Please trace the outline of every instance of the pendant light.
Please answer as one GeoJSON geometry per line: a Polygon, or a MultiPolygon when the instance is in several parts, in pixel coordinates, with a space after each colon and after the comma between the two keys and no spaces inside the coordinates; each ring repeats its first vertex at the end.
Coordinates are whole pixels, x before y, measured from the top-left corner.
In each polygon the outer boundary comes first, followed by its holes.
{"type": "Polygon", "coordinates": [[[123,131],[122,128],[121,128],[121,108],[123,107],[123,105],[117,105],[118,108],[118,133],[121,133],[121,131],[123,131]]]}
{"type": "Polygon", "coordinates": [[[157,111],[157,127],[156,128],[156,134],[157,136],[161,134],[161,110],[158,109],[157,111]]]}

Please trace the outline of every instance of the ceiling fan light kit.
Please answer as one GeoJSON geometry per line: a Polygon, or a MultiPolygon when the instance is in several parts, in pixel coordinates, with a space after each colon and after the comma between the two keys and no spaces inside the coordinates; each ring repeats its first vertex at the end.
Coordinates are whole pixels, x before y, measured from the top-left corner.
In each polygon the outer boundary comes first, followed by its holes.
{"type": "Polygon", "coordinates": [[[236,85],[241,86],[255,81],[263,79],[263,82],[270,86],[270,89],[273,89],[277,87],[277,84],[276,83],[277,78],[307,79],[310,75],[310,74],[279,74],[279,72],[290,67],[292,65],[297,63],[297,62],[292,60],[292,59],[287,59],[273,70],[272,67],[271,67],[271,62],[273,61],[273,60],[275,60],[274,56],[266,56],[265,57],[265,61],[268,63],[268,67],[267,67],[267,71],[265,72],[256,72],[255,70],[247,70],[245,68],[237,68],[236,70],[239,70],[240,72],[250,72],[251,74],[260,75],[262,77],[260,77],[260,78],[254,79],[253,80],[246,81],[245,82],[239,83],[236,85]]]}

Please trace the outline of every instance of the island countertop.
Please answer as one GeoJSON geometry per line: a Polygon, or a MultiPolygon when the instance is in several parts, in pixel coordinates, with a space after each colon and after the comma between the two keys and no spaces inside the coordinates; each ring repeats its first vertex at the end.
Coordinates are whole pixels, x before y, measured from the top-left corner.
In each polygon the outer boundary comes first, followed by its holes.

..........

— WHAT TO PRODUCE —
Quote all the records exactly, please, leaving none out.

— SOLUTION TO THE EXERCISE —
Please trace the outline of every instance of the pendant light.
Please answer as one GeoJSON geometry per line: a Polygon, or a MultiPolygon when the instance is in several parts, in pixel coordinates, with a space after each colon and after the comma between the two keys and no spaces inside the coordinates; each ring repeats its first vertex at the end.
Coordinates are whole pixels, x before y, measured from the top-left corner.
In each polygon the outer boundary comes first, followed by its holes.
{"type": "Polygon", "coordinates": [[[123,131],[122,128],[121,128],[121,108],[123,107],[123,105],[117,105],[118,108],[118,133],[121,133],[121,131],[123,131]]]}
{"type": "Polygon", "coordinates": [[[157,111],[157,127],[156,128],[156,134],[157,136],[161,134],[161,110],[158,109],[157,111]]]}

Please trace the outline of every instance of the ceiling fan light kit.
Please answer as one GeoJSON geometry per line: a Polygon, or a MultiPolygon when the instance is in several parts, in pixel coordinates, with a space after each colon and after the comma between the two keys and no spaces inside the coordinates; each ring repeats its first vertex at the end.
Coordinates are whole pixels, x before y, measured from the top-left corner.
In each polygon the outer boundary comes first, followed by its holes.
{"type": "Polygon", "coordinates": [[[236,85],[241,86],[255,81],[263,79],[263,82],[270,86],[270,89],[273,89],[277,87],[277,84],[276,83],[277,78],[307,79],[310,75],[310,74],[279,74],[279,72],[290,67],[292,65],[297,63],[297,62],[292,60],[292,59],[287,59],[273,70],[272,67],[271,67],[271,62],[273,61],[273,60],[275,60],[274,56],[266,56],[265,57],[265,61],[268,63],[268,67],[267,67],[267,71],[265,72],[256,72],[255,70],[247,70],[245,68],[237,68],[236,70],[239,70],[240,72],[250,72],[251,74],[260,75],[262,77],[260,77],[260,78],[254,79],[253,80],[246,81],[245,82],[239,83],[236,85]]]}

Please trace the outline of every instance of the island countertop.
Please answer as one GeoJSON geometry per line: a Polygon, or a MultiPolygon when the instance is in several parts, in pixel coordinates, with a space after each colon and after the comma between the two keys and no spaces inside the coordinates; each ring repeats its first vertex at the end.
Coordinates are whole pixels, x before y, measured from the top-left corner.
In each polygon the outer boundary comes first, followed by its holes.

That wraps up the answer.